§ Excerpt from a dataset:
= = =

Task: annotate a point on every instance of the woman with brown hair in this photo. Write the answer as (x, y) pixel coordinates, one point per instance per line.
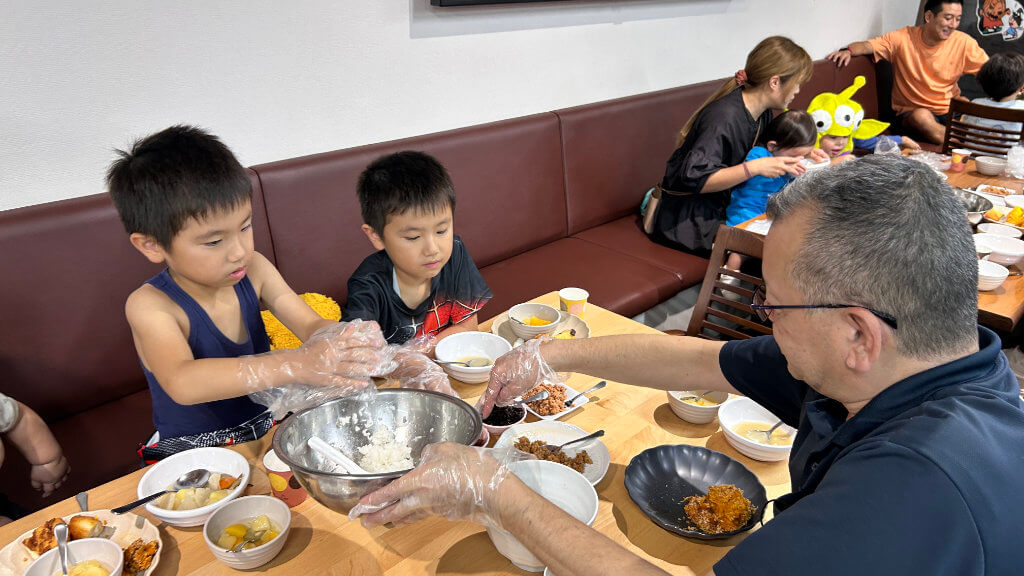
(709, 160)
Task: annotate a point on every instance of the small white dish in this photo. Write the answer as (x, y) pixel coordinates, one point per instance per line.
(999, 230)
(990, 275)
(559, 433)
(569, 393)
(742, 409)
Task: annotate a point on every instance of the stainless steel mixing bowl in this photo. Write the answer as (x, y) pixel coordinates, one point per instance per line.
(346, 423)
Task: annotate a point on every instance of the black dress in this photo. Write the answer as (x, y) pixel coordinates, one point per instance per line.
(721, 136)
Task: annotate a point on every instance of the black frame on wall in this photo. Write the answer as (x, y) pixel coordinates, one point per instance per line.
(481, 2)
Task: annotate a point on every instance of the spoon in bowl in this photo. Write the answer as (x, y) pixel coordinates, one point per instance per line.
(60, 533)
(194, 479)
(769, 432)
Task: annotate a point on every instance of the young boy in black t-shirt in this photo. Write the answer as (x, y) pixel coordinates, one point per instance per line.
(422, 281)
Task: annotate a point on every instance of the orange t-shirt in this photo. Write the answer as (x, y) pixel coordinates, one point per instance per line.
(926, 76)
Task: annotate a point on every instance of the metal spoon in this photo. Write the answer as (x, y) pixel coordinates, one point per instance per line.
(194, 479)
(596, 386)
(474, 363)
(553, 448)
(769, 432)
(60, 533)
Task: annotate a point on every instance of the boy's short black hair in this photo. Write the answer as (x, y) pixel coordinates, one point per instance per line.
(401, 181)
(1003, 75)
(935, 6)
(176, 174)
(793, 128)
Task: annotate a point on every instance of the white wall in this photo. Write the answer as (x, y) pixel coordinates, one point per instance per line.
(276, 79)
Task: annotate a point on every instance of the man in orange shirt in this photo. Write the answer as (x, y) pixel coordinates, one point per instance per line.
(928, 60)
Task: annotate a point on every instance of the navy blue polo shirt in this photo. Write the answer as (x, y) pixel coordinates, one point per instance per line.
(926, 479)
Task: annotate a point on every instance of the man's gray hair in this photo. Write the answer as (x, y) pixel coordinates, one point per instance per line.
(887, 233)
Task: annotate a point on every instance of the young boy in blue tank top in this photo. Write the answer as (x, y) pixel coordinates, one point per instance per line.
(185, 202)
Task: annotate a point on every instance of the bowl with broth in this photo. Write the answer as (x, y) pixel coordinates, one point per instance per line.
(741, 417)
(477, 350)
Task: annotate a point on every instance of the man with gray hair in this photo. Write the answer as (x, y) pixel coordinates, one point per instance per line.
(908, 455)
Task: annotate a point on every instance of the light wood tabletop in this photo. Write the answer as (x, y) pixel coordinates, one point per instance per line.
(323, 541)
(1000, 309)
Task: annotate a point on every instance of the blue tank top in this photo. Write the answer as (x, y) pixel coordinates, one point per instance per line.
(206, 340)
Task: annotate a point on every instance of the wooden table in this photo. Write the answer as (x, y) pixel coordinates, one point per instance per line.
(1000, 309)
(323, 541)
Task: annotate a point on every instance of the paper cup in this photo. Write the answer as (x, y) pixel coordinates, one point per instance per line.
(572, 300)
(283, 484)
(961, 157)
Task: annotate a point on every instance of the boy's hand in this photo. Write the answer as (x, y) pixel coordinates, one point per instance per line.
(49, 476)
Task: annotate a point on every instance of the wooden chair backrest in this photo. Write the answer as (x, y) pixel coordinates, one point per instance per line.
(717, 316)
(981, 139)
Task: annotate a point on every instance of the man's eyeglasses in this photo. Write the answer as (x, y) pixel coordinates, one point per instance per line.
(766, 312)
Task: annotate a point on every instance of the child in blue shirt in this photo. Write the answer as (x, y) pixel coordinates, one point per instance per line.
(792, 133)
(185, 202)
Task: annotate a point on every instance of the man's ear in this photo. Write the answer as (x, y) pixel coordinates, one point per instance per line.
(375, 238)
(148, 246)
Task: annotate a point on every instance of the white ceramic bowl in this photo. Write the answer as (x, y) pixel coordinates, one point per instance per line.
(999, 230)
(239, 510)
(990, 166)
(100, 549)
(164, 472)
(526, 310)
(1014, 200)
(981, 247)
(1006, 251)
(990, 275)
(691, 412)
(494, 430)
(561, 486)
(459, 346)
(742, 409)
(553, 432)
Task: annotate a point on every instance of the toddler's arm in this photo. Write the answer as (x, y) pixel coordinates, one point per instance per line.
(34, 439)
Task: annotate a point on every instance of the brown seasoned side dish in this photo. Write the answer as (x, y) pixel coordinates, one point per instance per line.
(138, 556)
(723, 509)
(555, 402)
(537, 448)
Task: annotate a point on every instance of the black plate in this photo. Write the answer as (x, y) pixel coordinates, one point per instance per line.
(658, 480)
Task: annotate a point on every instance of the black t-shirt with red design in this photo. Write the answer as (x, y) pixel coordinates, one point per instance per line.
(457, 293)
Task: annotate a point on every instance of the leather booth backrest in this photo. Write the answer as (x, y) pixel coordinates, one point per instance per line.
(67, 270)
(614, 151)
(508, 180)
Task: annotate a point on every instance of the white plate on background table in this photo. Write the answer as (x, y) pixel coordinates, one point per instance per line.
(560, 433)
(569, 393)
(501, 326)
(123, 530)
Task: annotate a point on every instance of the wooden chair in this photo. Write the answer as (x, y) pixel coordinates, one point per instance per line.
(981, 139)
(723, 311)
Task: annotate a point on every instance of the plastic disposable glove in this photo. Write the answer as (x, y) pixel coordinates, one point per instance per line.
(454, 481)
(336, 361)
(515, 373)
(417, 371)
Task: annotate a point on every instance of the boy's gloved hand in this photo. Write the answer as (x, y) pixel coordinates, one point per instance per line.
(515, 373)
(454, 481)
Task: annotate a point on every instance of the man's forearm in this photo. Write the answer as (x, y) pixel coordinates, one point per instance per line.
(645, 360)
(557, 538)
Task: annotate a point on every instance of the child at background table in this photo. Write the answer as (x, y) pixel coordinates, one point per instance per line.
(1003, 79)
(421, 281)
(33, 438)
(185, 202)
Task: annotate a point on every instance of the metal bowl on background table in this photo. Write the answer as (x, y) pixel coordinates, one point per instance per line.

= = =

Revise the records from the line containing "Task: annotate a point on every instance of the man's forearm" through the end of the records, changing every "background table" to "rear table" and leaving all else as it stands.

Task: annotate a point on every instance of the man's forearm in this photo. Write the answer as (x, y) pixel coordinates, one point per instance per line.
(645, 360)
(557, 538)
Task: annotate a point on every instance of the child at rear table in this photo. Write the answer as (x, y) pixel coordinates, one point per instance per line.
(1003, 79)
(421, 281)
(33, 438)
(185, 202)
Task: annotate a point on every instance of the metal bowl on rear table in this photo. Write the answer as (x, y) pixel coordinates, one point per instance per line.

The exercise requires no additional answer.